A relatively underutilized law allows Courts to suspend the driver’s license privileges of child support obligors who fail to meet their obligations and pay child support. Common misconceptions about the law are that in order to suspend the license privileges there must first be a court finding of contempt against the payor and, once the payor’s license is suspended, he or she cannot drive at all (importantly, to work).
Section 505(b) of the Illinois Marriage and Dissolution of Marriage Act (“IMDMA”) and the corresponding provisions of the Illinois Parentage Act (“IPA”) of 1984 (750 ILCS 45/15) each provide:
The court may also order in cases where the parent is 90 days or more delinquent in payment of support or has been adjudicated in arrears in an amount equal to 90 days obligation or more, that the parent’s Illinois driving privileges be suspended until the court determines that the parent is in compliance with the order of support.
The statutes go on to reference the Illinois Vehicle Code and state that the Court may also order the parent to be issued a family responsibility driving permit that would allow limited driving privileges for employment and medical purposes.
While the parent receiving child support may be reluctant to take any measures that may interfere with the payor’s ability to earn income, this remedy may be a viable option to discuss with your counsel depending on the circumstances. If your license has been suspended due to an alleged failure to pay support, it is critical to know that you can seek a permit to continue driving to your place of employment.

◆ Task directions: Extract the complete article above on suspending driver's licenses for unpaid child support in Illinois, reproducing every word without changes.

◆ Supplied material:
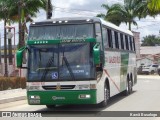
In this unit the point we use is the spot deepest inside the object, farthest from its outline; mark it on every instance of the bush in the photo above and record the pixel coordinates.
(12, 83)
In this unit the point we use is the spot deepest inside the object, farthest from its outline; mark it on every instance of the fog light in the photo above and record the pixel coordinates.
(84, 96)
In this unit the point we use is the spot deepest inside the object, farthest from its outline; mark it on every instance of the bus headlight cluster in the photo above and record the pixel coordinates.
(83, 87)
(87, 87)
(34, 97)
(33, 88)
(84, 96)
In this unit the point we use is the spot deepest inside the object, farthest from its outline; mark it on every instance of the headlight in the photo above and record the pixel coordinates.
(87, 87)
(30, 88)
(83, 87)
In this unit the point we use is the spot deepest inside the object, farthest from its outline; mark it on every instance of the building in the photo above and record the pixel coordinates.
(145, 61)
(137, 43)
(151, 52)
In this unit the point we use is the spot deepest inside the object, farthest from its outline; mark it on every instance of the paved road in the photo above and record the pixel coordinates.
(145, 97)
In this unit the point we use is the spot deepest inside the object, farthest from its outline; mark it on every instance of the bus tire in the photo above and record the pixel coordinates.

◆ Written answer:
A relatively underutilized law allows Courts to suspend the driver’s license privileges of child support obligors who fail to meet their obligations and pay child support. Common misconceptions about the law are that in order to suspend the license privileges there must first be a court finding of contempt against the payor and, once the payor’s license is suspended, he or she cannot drive at all (importantly, to work).
Section 505(b) of the Illinois Marriage and Dissolution of Marriage Act (“IMDMA”) and the corresponding provisions of the Illinois Parentage Act (“IPA”) of 1984 (750 ILCS 45/15) each provide:
The court may also order in cases where the parent is 90 days or more delinquent in payment of support or has been adjudicated in arrears in an amount equal to 90 days obligation or more, that the parent’s Illinois driving privileges be suspended until the court determines that the parent is in compliance with the order of support.
The statutes go on to reference the Illinois Vehicle Code and state that the Court may also order the parent to be issued a family responsibility driving permit that would allow limited driving privileges for employment and medical purposes.
While the parent receiving child support may be reluctant to take any measures that may interfere with the payor’s ability to earn income, this remedy may be a viable option to discuss with your counsel depending on the circumstances. If your license has been suspended due to an alleged failure to pay support, it is critical to know that you can seek a permit to continue driving to your place of employment.